_Task objective_
Write out the stretch of the six-month weight-loss post below from "6 Months (Pics)" through "journey in perspective.", reproducing it word for word.

_Text shown_
6 Months (Pics)
I was six months out on Saturday. My weight loss has slowed considerably this month and I was down 5 pounds for the month. My old eating habits are creeping back into my life. I decided to start therapy to get some help sorting through my emotional eating issues. On the plus side, I am more active. Here are my monthly pictures. Looking at the monthly comparisons helps me keep my journey in perspective.
Kay
You've done a GREAT job so far....keep up the hard work, it's paying off!!!
--gina
5'1" -- HW 195/SW 187/GW 115 July 08/CW 121 Dec 2012
******GOAL*******
Starting BMI between 35 and 40ish?
Join us on the Lightweights Board!
DS on Aug 9, 2007 with Dr. Hazem Elariny
on 3/22/11 7:33 pm
Now are U over eating to protect Urself ? Is some of that emotional eating related to childhood boundary violation issues ( WAYYY too often in the case of MO women and men Im afraid ) ...
how is Hubs dealing with the gorgeous desireable woman whose emerging ? How are You handling being her ? It both temptation laden and pressure laden ... and often its so tempting just to crawl back into that bag of FRitos and that boxy Brooks Brothers suit ....
SOO proud of U.....
I'm not sure why I'm overeating. I really had that "Beaver Cleaver" upbringing...two parents married for 49 years, stay-at-home mom, no sexual abuse, no physical abuse, no emotional abuse, strong family ties. No significant trauma. That's why I thought it might be a good idea to get some professional help.
DH is wonderful. We went out with a large group of friends this weekend. Many of them had not seen me in several months. To add to it, I actually wore make-up. Full face, eyes, lips the whole sha-bang. (Its not that I can't. I just usually don't.) People were gushing. I mean gushing over my appearance. It was almost embarrassing...almost. I have to admit. I loved saying thank you. I had several people say, "You look beautiful." and DH would say, "she's always been beautiful. Now she's beautiful and healthy." Having him support me like that was the BEST. He's loved me through thick and thin.

_Extracted records_
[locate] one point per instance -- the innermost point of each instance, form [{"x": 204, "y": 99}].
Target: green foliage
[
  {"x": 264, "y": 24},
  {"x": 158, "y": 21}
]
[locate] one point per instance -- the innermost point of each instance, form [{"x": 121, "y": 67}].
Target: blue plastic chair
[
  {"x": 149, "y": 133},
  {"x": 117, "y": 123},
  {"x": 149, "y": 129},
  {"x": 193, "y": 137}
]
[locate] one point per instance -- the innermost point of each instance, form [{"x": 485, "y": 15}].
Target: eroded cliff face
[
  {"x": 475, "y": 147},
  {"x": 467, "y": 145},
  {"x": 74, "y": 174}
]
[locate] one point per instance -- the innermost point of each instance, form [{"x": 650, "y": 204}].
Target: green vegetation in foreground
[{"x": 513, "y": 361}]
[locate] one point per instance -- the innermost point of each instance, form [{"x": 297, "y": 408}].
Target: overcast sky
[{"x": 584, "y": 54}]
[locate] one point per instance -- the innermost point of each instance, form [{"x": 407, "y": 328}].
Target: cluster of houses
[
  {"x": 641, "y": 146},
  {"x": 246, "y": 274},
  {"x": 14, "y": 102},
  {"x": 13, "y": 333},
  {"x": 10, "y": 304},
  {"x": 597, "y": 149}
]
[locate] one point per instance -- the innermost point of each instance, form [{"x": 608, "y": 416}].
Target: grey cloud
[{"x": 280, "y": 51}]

_Answer to the exercise_
6 Months (Pics)
I was six months out on Saturday. My weight loss has slowed considerably this month and I was down 5 pounds for the month. My old eating habits are creeping back into my life. I decided to start therapy to get some help sorting through my emotional eating issues. On the plus side, I am more active. Here are my monthly pictures. Looking at the monthly comparisons helps me keep my journey in perspective.